EXERCISE A
Take the stretch of the records that begins with the line containing "form [357, 260]." and runs to the end of the records. Reproduce it with "window pane" changed to "glass pane" and everything else left the same.

TEXT SEGMENT
════════════════════
The trail led us first in one direction, then in another; sometimes it was a big trail that plowed through the long grass like a river, with little tributaries branching in and out where the individual members of the herd had swerved out of the main channel to feed by the way. And sometimes when all the herd were feeding, the main trail disappeared, to be replaced by a maze of lesser trails leading in all directions. But by the skilful tracking of our gunbearers the main trail would be found again some distance onward. We followed the trail for hours, and then, night coming on, we went into camp near a small stream, choked with luxuriant vegetation. Akeley thought he heard a faint squeal of an elephant far off, and while the porters made camp we went on for a mile or so to investigate. But no further sounds indicated the proximity of the herd.
════════════════════
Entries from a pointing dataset
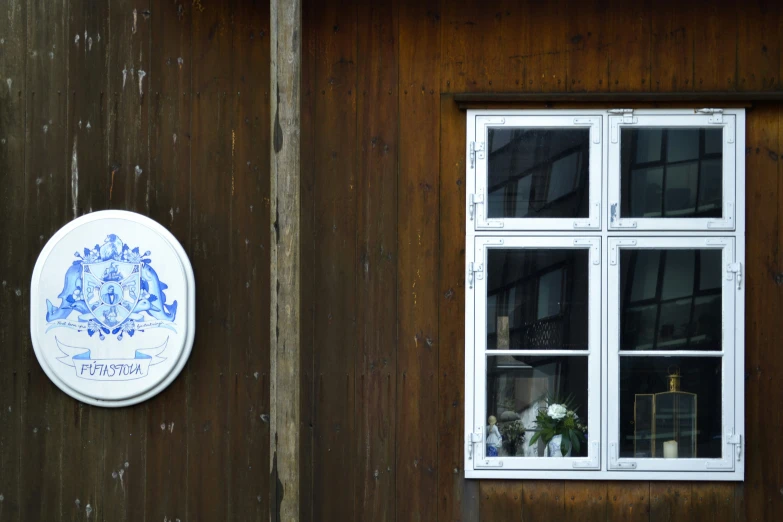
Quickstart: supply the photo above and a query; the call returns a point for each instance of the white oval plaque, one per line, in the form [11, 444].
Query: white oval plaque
[112, 308]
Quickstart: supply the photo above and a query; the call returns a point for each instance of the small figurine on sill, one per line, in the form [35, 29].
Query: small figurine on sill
[494, 440]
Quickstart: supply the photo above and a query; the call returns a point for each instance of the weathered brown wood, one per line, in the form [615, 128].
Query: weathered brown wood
[628, 501]
[586, 500]
[285, 60]
[458, 499]
[125, 451]
[500, 500]
[758, 45]
[376, 302]
[543, 500]
[335, 269]
[13, 339]
[209, 382]
[762, 297]
[310, 96]
[45, 210]
[170, 130]
[417, 266]
[670, 501]
[671, 48]
[250, 284]
[82, 465]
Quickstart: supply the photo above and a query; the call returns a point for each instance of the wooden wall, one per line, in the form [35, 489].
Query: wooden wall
[383, 240]
[161, 108]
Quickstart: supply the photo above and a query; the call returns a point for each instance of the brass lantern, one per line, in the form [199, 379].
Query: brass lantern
[665, 423]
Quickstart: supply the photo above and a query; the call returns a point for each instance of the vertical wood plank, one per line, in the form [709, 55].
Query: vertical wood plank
[628, 501]
[713, 501]
[500, 501]
[13, 99]
[46, 179]
[170, 130]
[335, 269]
[758, 45]
[376, 302]
[762, 302]
[588, 47]
[670, 501]
[211, 239]
[715, 47]
[586, 501]
[458, 499]
[83, 425]
[129, 188]
[310, 95]
[250, 285]
[417, 267]
[543, 500]
[671, 49]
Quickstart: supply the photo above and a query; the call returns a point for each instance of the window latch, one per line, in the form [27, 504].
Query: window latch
[735, 268]
[473, 439]
[476, 147]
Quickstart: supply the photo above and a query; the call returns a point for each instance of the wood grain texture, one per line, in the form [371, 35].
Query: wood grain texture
[762, 499]
[335, 268]
[45, 210]
[376, 301]
[417, 265]
[457, 497]
[13, 100]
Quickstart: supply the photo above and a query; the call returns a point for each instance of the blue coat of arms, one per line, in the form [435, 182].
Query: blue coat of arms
[114, 290]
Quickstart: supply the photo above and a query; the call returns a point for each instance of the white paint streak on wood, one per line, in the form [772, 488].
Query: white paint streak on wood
[75, 179]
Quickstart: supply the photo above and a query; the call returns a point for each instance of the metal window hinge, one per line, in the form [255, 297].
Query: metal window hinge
[473, 438]
[735, 268]
[476, 147]
[716, 115]
[475, 271]
[475, 199]
[736, 440]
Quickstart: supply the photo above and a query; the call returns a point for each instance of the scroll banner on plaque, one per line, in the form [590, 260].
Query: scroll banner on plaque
[110, 369]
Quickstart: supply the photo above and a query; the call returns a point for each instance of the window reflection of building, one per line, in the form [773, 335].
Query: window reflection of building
[674, 172]
[538, 172]
[671, 300]
[537, 299]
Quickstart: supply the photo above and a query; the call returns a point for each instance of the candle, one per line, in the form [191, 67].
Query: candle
[670, 449]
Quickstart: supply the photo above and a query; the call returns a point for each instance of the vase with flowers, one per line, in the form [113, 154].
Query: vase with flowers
[560, 428]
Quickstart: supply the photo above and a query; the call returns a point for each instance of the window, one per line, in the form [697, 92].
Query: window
[604, 273]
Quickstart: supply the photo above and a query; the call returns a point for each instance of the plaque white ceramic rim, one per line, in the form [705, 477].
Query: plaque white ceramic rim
[35, 306]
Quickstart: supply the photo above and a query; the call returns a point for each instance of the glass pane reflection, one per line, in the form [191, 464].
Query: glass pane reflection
[538, 172]
[671, 299]
[652, 416]
[537, 299]
[671, 172]
[518, 386]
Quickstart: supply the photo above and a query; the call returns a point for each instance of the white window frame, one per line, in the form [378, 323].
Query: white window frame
[477, 288]
[685, 118]
[478, 161]
[524, 232]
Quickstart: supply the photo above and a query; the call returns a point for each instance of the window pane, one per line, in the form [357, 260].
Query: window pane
[553, 164]
[651, 416]
[671, 299]
[671, 172]
[537, 299]
[519, 386]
════════════════════
EXERCISE B
In the passage about tracking the elephant herd, what did Akeley think he heard while the porters made camp?

EXPECTED ANSWER A
Quickstart: supply the photo above and a query; the call returns a point for each instance of the glass pane, one per line, in the form [357, 260].
Query: glass pane
[553, 164]
[651, 416]
[671, 299]
[671, 172]
[537, 299]
[519, 386]

EXPECTED ANSWER B
A faint squeal of an elephant far off.